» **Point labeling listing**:
+--
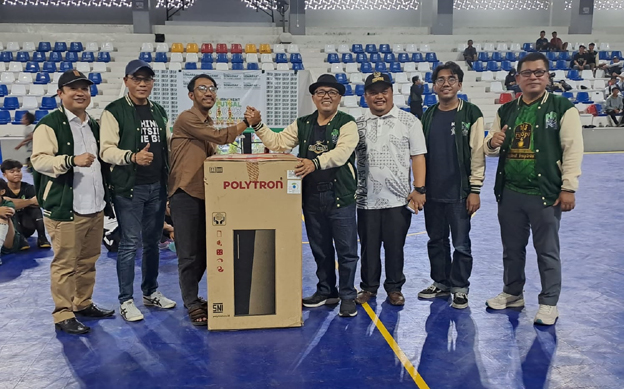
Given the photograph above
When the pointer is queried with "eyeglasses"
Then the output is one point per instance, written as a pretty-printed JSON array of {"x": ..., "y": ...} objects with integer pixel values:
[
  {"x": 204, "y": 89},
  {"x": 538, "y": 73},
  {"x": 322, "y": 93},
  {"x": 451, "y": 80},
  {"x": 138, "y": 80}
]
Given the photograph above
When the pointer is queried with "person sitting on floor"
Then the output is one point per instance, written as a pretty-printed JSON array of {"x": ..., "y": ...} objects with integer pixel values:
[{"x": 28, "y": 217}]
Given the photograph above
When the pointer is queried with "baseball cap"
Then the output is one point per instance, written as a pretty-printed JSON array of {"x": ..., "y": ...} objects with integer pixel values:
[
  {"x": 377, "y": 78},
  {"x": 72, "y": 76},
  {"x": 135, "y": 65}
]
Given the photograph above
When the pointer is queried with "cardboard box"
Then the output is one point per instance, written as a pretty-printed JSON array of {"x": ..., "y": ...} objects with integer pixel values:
+--
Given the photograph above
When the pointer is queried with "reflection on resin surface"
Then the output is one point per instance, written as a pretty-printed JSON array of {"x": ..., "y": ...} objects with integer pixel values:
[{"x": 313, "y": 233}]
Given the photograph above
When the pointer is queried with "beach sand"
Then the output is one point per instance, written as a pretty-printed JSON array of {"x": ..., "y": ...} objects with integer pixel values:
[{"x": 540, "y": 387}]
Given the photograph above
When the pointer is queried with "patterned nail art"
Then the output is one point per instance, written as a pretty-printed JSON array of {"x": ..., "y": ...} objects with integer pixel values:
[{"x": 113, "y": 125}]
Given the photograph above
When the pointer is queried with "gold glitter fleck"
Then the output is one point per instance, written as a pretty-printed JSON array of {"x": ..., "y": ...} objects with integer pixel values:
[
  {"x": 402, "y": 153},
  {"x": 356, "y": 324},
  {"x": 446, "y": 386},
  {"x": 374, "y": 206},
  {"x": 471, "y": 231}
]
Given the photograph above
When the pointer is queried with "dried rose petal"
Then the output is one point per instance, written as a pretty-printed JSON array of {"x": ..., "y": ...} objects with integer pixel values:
+--
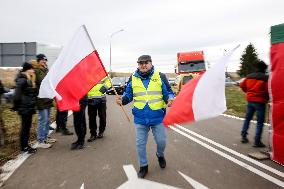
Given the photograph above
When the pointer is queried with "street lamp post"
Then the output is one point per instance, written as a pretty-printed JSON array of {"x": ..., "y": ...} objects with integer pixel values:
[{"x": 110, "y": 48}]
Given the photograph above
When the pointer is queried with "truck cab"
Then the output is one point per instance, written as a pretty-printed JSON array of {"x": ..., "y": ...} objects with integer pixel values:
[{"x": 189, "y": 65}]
+--
Report each line of the listing that contains the word "queried", copying every such line in full.

» **Exercise answer**:
When the pointer is queried with "eyeglasses"
When the pointer is queried with "person sitting on floor"
When the pointer is queried with "baseball cap"
When the pointer is queried with "cardboard box"
When the pointer is queried with "reflection on resin surface"
When the pointer is queried with "beach sand"
When the pointer is queried with "patterned nail art"
When the pointer is queried with "gold glitter fleck"
When the pointer is queried with "dried rose petal"
When the pointer is queried with "street lamp post"
When the pointer is queried with "truck cab"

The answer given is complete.